> **ASSIGNMENT**
Each entry below must appear in the answer exactly as written.

----

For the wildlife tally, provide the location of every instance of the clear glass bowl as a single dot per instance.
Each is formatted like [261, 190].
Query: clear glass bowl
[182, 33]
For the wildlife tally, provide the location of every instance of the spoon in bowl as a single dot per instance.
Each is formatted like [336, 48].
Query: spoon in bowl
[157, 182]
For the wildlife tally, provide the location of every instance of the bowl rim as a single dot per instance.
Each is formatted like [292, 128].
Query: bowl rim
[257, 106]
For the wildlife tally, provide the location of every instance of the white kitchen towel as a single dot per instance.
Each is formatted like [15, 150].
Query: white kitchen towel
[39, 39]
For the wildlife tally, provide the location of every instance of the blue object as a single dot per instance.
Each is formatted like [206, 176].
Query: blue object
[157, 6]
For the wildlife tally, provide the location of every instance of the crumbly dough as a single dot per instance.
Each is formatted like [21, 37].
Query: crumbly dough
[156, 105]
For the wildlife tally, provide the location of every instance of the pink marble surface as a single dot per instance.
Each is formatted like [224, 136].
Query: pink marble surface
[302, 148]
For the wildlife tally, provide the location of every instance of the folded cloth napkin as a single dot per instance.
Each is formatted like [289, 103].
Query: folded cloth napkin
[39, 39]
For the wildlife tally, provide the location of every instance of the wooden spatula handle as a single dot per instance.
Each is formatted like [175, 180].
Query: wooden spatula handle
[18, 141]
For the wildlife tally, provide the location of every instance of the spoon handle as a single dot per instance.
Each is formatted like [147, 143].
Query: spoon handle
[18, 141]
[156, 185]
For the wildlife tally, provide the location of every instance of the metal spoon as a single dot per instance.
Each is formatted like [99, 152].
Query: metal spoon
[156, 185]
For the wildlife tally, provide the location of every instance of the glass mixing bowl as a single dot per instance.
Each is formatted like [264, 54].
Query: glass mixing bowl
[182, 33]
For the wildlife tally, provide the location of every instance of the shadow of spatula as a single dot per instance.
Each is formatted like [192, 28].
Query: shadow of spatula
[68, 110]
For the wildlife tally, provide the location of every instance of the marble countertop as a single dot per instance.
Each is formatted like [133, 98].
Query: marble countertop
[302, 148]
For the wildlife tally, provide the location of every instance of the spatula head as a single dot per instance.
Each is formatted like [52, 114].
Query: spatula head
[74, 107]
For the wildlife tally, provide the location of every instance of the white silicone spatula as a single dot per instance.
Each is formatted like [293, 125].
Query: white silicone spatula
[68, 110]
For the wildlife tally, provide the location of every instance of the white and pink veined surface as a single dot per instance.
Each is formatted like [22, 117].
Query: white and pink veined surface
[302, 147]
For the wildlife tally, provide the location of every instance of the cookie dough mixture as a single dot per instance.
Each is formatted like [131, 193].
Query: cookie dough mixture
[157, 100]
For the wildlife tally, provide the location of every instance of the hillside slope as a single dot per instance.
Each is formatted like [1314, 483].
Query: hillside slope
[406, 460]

----

> **RESPONSE AREA**
For the wildlife tally, provide the location of every instance of the clear glass bowl as a single dot per instance.
Each is formatted like [261, 190].
Query: clear glass bowl
[182, 33]
For the wildlife tally, provide the location of every instance of the spoon in bowl as a single dot per instance.
Each is formatted like [336, 48].
Query: spoon in bowl
[157, 182]
For the wildlife tally, provide the location of every instance of the bowl rim as a single dot per instance.
Each is formatted like [292, 128].
Query: bowl rim
[257, 106]
For the wildlife tally, provide the location of every instance of the white kitchen towel as a single dot per instance.
Each is formatted like [15, 150].
Query: white kitchen towel
[39, 39]
For the wildlife tally, provide the location of every instance of the blue object as a single dot per instance.
Each is formatted like [206, 176].
Query: blue object
[157, 6]
For the wildlife tally, provide the location of every instance of the crumbly dough as a single dot per instance.
Each is formatted like [21, 37].
Query: crumbly dough
[156, 105]
For the wildlife tally, provide the location of every instance of the pink marble surface as a single dot per instance.
Each is formatted like [224, 136].
Query: pink marble surface
[302, 148]
For the wildlife tally, provide the location of every instance of the folded cloth napkin as a single dot per instance.
Each is formatted like [289, 103].
Query: folded cloth napkin
[39, 39]
For the wildlife tally, provide the location of every instance of the wooden spatula handle as a single dot per instance.
Each is formatted like [175, 180].
Query: wooden spatula handle
[18, 141]
For the wildlife tally, provide the location of every instance of the spoon handle as a single dot per instance.
Each is formatted like [147, 143].
Query: spoon handle
[18, 141]
[156, 185]
For the wildlife tally, provide the location of every instance of the metal spoon as a single dot per instance.
Each is formatted like [99, 152].
Query: metal spoon
[156, 185]
For the wildlife tally, provide the location of every instance of the glass mixing bowl as a single dot per instance.
Each is formatted like [264, 54].
Query: glass mixing bowl
[182, 33]
For the wildlife tally, provide the location of every instance of the shadow of spatula as a single dot per instance.
Each is formatted like [192, 28].
Query: shadow of spatula
[68, 110]
For the wildlife tally, provide the location of every instance of the marble countertop as a single dot per instance.
Each is formatted like [133, 98].
Query: marble countertop
[302, 148]
For the wildlife tally, provide the location of every instance of the spatula head as a single dot per instance.
Each is formatted like [52, 114].
Query: spatula head
[74, 107]
For the wildlife tally, provide the location of every instance of the white silicone spatula as a single dot per instance.
Each is formatted like [293, 125].
Query: white silicone spatula
[68, 110]
For the wildlife tally, provide the location of every instance of the white and pink veined surface as a single dot per instance.
Each is formatted like [22, 117].
Query: white and pink veined surface
[302, 147]
For the wildlife tally, provide the location of every instance of the cookie dough mixture as a single dot per instance.
Each is formatted like [131, 193].
Query: cookie dough mixture
[157, 100]
For the wildlife tally, provide the location of every instance of the hillside slope as a single dot per instance.
Each is formatted like [1314, 483].
Query: hillside slope
[406, 460]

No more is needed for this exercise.